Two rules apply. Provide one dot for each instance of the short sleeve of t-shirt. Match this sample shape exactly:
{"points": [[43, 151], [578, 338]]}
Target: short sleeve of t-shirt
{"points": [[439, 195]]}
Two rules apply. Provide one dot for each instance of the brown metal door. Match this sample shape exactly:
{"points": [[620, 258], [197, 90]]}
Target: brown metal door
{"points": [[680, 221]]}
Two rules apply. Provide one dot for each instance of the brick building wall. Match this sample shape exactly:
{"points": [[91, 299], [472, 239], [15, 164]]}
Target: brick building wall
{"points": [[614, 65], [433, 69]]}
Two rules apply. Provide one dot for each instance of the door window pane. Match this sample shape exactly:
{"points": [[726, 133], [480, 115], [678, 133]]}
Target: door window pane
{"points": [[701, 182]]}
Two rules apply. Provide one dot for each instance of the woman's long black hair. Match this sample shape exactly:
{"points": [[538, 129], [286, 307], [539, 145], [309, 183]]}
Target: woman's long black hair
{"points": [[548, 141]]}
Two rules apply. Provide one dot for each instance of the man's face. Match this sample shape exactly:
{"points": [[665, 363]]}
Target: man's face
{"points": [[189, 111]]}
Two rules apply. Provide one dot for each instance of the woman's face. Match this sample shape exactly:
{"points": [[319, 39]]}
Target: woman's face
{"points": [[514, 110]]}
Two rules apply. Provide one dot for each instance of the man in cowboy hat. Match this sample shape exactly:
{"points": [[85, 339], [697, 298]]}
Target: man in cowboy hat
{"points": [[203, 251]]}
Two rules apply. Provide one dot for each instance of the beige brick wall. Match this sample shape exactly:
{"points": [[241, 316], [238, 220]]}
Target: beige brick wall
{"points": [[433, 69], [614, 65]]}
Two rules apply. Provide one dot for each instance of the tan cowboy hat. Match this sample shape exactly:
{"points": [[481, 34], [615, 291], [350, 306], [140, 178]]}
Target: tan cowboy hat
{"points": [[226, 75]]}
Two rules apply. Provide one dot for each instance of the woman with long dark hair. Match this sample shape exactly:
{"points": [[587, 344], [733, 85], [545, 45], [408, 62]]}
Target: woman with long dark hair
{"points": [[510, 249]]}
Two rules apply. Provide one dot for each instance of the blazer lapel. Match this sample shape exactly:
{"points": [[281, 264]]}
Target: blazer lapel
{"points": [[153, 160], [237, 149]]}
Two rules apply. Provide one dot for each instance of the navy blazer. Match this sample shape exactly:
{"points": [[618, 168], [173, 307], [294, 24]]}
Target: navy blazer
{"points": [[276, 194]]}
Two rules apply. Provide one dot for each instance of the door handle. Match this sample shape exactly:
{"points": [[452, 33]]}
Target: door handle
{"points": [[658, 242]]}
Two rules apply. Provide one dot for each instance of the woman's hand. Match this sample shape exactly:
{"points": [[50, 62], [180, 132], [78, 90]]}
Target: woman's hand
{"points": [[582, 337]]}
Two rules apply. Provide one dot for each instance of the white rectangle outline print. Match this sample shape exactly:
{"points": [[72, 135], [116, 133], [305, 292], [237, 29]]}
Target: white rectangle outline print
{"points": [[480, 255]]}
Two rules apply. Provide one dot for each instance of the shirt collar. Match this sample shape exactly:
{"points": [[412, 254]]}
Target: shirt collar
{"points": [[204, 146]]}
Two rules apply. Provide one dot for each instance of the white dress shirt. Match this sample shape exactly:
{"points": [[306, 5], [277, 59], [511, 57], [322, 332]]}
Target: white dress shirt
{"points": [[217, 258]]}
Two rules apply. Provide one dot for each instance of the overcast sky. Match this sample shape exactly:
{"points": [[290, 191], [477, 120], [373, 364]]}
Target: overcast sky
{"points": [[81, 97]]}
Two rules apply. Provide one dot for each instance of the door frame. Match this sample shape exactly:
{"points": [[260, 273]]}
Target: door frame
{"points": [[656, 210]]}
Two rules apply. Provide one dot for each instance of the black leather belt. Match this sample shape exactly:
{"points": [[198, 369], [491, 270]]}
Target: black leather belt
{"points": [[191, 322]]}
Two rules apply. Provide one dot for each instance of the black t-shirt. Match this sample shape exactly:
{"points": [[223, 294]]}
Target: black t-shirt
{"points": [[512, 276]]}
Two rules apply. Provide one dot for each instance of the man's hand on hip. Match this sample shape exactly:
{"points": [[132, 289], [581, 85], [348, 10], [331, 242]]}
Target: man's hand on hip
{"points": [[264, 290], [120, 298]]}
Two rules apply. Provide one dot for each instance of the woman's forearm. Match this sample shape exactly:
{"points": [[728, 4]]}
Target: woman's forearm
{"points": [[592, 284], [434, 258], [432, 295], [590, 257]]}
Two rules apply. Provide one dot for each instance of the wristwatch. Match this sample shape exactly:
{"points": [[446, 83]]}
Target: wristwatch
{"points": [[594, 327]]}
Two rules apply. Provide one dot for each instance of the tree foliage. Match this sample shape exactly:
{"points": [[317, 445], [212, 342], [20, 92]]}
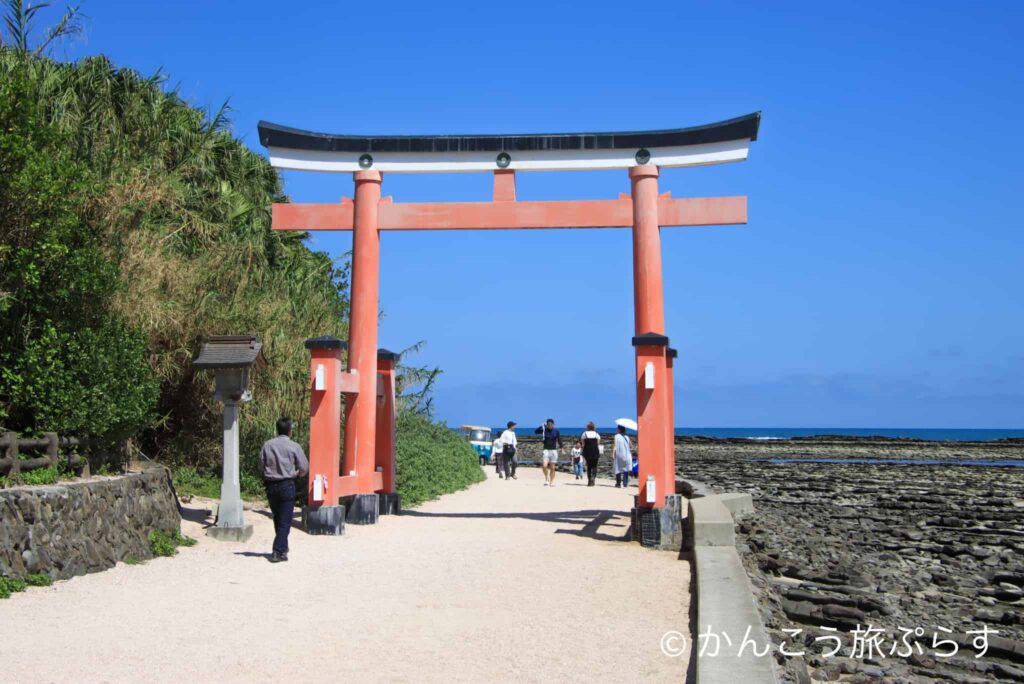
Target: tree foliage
{"points": [[174, 228], [69, 361]]}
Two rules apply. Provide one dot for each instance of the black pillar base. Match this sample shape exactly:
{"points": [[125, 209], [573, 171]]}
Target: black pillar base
{"points": [[324, 519], [658, 527], [361, 509], [390, 503], [646, 526]]}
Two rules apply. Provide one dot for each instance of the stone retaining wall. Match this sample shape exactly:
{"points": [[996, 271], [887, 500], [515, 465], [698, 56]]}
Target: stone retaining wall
{"points": [[77, 527]]}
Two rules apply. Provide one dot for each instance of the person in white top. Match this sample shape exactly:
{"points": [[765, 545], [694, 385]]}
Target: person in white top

++++

Output all the records, word for word, with no pictures in the copy.

**Full answer:**
Two rules apply. Provide one dot for each instance of the short sleeve of t-shirt. Match this sample shape exactly:
{"points": [[43, 151], [578, 338]]}
Target: short sleeve of t-shirt
{"points": [[439, 195]]}
Two rules apply. Provide one dot for each instance of the brown metal door. Match this sample shape exactly:
{"points": [[620, 258], [197, 90]]}
Target: brown metal door
{"points": [[680, 221]]}
Two rules apply. Provide one dot for each instance of the brick building wall. Match this sample shape exactly:
{"points": [[91, 299], [472, 239], [15, 164]]}
Target: brick building wall
{"points": [[614, 65], [433, 69]]}
Two rules apply. Provide one dot for each instance of the door window pane. Match this sample shape exactly:
{"points": [[726, 133], [480, 115], [678, 133]]}
Target: door window pane
{"points": [[701, 182]]}
Two rules apply. Provide one dot for each instance of the woman's long black hair. Match this sample shape exactly:
{"points": [[538, 129], [286, 307], [539, 145], [309, 183]]}
Target: woman's long black hair
{"points": [[548, 141]]}
Two rules apply. Provide one dot for each instance of the man's face. Match this sample shape exactly:
{"points": [[665, 363]]}
Target: man's face
{"points": [[189, 111]]}
Two rules apply. Provide one dot for each instance of the woman's face. Match this sample shape exactly:
{"points": [[319, 39]]}
Target: woman's face
{"points": [[514, 110]]}
Two rules apply. Provide one dot for each instance of the man in cowboy hat. Match this sample shape exactly:
{"points": [[85, 339], [697, 298]]}
Target: man in cowboy hat
{"points": [[203, 251]]}
Two rules apply. Provide one dot for each instance of the beige brick wall. Match this sample shape exactly:
{"points": [[241, 316], [238, 220]]}
Target: beige brick wall
{"points": [[433, 69], [614, 65]]}
Two rules apply. Provide one dot for each instance of the tan cowboy hat. Match this sample shape exactly:
{"points": [[481, 34], [615, 291], [350, 306], [140, 178]]}
Target: tan cowboy hat
{"points": [[226, 75]]}
Two rules apply. Provide one dot for each instance of the woman with long dark hair. Match this sample shape exactly:
{"points": [[587, 344], [733, 85], [545, 45], [408, 62]]}
Target: woman with long dark hair
{"points": [[510, 249]]}
Two rules apply. Provide one dot for each instance of the blazer lapel. Match this sample shape exactly:
{"points": [[281, 264]]}
Target: blazer lapel
{"points": [[153, 160], [237, 149]]}
Two rules apply. Provide one dot for each instance of the navy blazer. Match this sample shape exactly:
{"points": [[618, 168], [173, 307], [294, 24]]}
Target: navy blazer
{"points": [[276, 194]]}
Two rules apply. Provide one dot for each instance of the door handle. Match this sample shape exactly:
{"points": [[452, 33]]}
Target: door handle
{"points": [[658, 242]]}
Two rules apply. Provide one dot for each instance of the woman's hand. Match this sample shape exactly:
{"points": [[50, 62], [180, 132], [78, 90]]}
Target: woman's hand
{"points": [[582, 337]]}
Two rules apply. Provide one dot for each instance of the white rectangle outline print. Match this sample shape exactly:
{"points": [[72, 135], [116, 133], [305, 292], [237, 29]]}
Target: white rectangle outline print
{"points": [[480, 255]]}
Two rules apply. Provide one dot for each instance of the shirt collar. Match this sample shape exactly:
{"points": [[412, 254]]}
Target: shirt collar
{"points": [[204, 146]]}
Two rules apply. Provide one dot for each instance of the white dress shirt. Match this sample shape exactly:
{"points": [[306, 5], [277, 59], [511, 57], [322, 332]]}
Target: white dress shirt
{"points": [[217, 258]]}
Two rules apply. Provide one dot for each instance of the overcast sky. Match this sample shape exactly:
{"points": [[290, 191], [477, 120], [373, 364]]}
Target: overcast sky
{"points": [[81, 97]]}
Two rules apply. Provide one dot for each instance of the door frame. Match this sample shape exactly:
{"points": [[260, 273]]}
Target: door frame
{"points": [[656, 210]]}
Two rules apply. Provide one dot for each instance of the black leather belt. Match this sample shape exactly:
{"points": [[198, 369], [491, 270]]}
Target: black leather belt
{"points": [[191, 322]]}
Two rules apply. Provide one dot for each instance of the black t-shirt. Match this sample shape exactly:
{"points": [[223, 294]]}
Target: black t-shirt
{"points": [[512, 276]]}
Two rules apply. Provide one dot for each instance of the man's hand on hip. Match this sample shape exactly:
{"points": [[132, 289], [581, 85], [348, 10], [331, 242]]}
Target: man's hand on hip
{"points": [[264, 290], [120, 298]]}
Two rules apply. Provide one dot for each instance of the woman's forearm. Match this sample shape exactly:
{"points": [[728, 4]]}
Target: woman's forearm
{"points": [[592, 284], [434, 258], [432, 295], [590, 257]]}
Two rules apply. Provide one dot for each instance of the wristwatch. Match this sample shape exactly:
{"points": [[446, 83]]}
Target: wristwatch
{"points": [[594, 327]]}
Two rules apply. Provide one dot for each instance of the tree foliage. Match this sample shape exactly:
{"points": [[317, 445], [212, 342], [20, 92]]}
Target: tree foliage
{"points": [[174, 228], [69, 361]]}
Two rules apply. Provide one dot for each instance of the black pillar base. Match this sample shape exactly:
{"points": [[125, 209], [573, 171]]}
Target: black pillar base
{"points": [[324, 519], [658, 527], [361, 509], [390, 503], [646, 526]]}
Two rules apply. Provide one dot for each instance of the stone retaining wall. Match this sample shape exactly:
{"points": [[996, 271], [887, 500], [515, 465], [698, 56]]}
Target: stone retaining wall
{"points": [[77, 527]]}
Two rules apply. Provide one dot for each instance of the person in white top. Match this sample shape exactly:
{"points": [[765, 545], [694, 385]]}
Target: person in white top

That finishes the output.